Objective. Are you able to quote each entry exactly as written?

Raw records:
* BEGIN *
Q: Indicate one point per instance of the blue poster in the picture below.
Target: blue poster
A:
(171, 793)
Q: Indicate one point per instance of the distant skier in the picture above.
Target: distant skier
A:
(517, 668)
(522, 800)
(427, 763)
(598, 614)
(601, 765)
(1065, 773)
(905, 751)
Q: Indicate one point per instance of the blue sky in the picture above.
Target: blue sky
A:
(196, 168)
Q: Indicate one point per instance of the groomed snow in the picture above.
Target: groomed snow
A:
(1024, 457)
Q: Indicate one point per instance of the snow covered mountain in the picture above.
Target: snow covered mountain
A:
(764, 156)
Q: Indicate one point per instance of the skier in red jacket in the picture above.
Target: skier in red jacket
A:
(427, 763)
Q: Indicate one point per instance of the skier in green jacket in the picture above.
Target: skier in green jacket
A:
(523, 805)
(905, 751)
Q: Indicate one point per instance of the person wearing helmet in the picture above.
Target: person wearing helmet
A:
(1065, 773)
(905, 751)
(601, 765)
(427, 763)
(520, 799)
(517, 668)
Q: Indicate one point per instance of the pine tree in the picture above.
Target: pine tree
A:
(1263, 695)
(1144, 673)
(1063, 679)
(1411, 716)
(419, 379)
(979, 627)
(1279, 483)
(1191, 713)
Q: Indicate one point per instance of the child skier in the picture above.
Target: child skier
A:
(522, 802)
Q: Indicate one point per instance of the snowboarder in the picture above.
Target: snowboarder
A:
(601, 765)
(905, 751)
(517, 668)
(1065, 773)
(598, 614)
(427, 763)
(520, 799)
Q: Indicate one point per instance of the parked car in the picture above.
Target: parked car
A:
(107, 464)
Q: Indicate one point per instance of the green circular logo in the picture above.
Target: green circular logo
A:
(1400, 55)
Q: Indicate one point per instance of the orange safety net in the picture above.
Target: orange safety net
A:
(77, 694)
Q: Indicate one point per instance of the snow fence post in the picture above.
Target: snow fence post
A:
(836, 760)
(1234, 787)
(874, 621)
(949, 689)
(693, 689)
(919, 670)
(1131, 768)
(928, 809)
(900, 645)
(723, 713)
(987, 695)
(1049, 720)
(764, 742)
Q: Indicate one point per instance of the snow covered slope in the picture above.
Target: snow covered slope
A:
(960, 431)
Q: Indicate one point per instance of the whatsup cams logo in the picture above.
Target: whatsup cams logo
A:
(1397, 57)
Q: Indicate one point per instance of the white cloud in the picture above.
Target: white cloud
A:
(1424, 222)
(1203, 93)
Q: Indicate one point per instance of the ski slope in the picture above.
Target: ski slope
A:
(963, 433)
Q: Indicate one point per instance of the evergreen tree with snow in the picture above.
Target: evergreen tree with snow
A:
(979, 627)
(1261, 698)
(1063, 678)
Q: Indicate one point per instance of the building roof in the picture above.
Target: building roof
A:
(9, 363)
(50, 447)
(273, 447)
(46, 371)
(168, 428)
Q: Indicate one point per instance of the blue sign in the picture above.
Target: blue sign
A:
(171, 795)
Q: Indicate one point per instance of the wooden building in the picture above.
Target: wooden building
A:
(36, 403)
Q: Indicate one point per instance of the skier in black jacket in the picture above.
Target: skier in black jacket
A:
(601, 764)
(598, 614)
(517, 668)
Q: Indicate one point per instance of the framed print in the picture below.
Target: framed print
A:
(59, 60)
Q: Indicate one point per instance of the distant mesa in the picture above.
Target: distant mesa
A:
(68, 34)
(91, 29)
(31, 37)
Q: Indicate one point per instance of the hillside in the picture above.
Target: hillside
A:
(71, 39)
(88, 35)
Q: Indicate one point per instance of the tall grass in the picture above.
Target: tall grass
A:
* END *
Reply.
Q: Indicate one point per instance of the blue poster in the picture below.
Target: blue poster
A:
(171, 793)
Q: Indicate one point per instance of the distant skier in the picture above.
Target: distant skier
A:
(517, 668)
(522, 800)
(427, 763)
(598, 614)
(601, 765)
(1065, 773)
(905, 751)
Q: Indicate one point per instance of the blue sky in the picture above.
Target: blue sky
A:
(196, 168)
Q: Indicate one point per instance of the groomed snow in the picture above.
Target: groomed snow
A:
(1024, 457)
Q: Indicate one point per instance of the snow covered mountain in the picture above.
Target: snow covered mountain
A:
(764, 156)
Q: Indicate one point per instance of the skier in red jacket in the picture above.
Target: skier in red jacket
A:
(427, 763)
Q: Indicate one point per instance of the skier in green jacket in the picture above.
Target: skier in green jacket
A:
(523, 805)
(905, 751)
Q: Indicate one point per instance of the person wearing helmet in the picture above.
Target: person wearing helmet
A:
(1065, 773)
(905, 751)
(601, 765)
(427, 763)
(520, 799)
(517, 668)
Q: Indicate one point per instance of the pine tree in the picture above.
Target: pine tree
A:
(1263, 695)
(1144, 673)
(1063, 679)
(1411, 716)
(419, 379)
(979, 627)
(1279, 483)
(1191, 713)
Q: Indicate one point per instance of the child skier in the picture above.
Target: child skier
A:
(522, 802)
Q: Indicate one point per instance of the snowboarder in the picture above.
Target: snowboarder
A:
(601, 765)
(905, 751)
(517, 668)
(1065, 773)
(598, 614)
(427, 763)
(520, 799)
Q: Indicate one point per instance of the parked car in the picture above.
Target: parked car
A:
(107, 464)
Q: Indicate one point per instance of the green circular logo in the picture above.
Target: green circular logo
A:
(1400, 55)
Q: Indicate one point per instance of the orange safety net in the picture above.
Target: orange safety net
A:
(77, 694)
Q: Indicate one point per instance of the snow fence post in the picture above.
Target: snow fence post
A:
(836, 760)
(1234, 787)
(874, 621)
(949, 689)
(693, 689)
(919, 670)
(1131, 768)
(928, 809)
(900, 645)
(723, 713)
(987, 695)
(1049, 720)
(764, 742)
Q: Indicate one point per instance of the snow covered slope in the picture above.
Target: snow covered slope
A:
(960, 431)
Q: Indicate one point per instance of the whatsup cams logo in the picture above.
Target: whatsup cams logo
A:
(1397, 57)
Q: Indicate one point per instance of the white cloud in the picture above.
Target: white cloud
A:
(1424, 222)
(1203, 93)
Q: Indicate one point per instance of the ski slope in the picture above.
Target: ski slope
A:
(963, 433)
Q: Indicate one point per instance of the evergreen tree with snow in the picture above.
Target: evergreen tree with snow
A:
(979, 627)
(1261, 698)
(1063, 678)
Q: Indicate one point per instance of the building roof in the picture above.
Target: building roof
A:
(9, 363)
(50, 447)
(273, 447)
(46, 371)
(168, 428)
Q: Indicate one point per instance of the blue sign in the picture above.
Target: blue sign
A:
(171, 795)
Q: Indicate one point per instance of the wooden building in the picture above.
Target: wooden building
A:
(36, 403)
Q: Indicate one point per instance of the skier in black jacket in the picture above.
Target: skier in black jacket
A:
(601, 764)
(598, 614)
(517, 668)
Q: Indicate one point per instance of the framed print in the picture below.
Target: framed print
A:
(59, 60)
Q: Indicate one point per instance of the distant mesa in the picture above.
Target: distant mesa
A:
(68, 34)
(91, 29)
(31, 37)
Q: Indicate one point per instance of the hillside in the picture above.
Target: hillside
A:
(71, 39)
(88, 35)
Q: Indicate one point per instance of the tall grass in the picture above.
Target: tall grass
A:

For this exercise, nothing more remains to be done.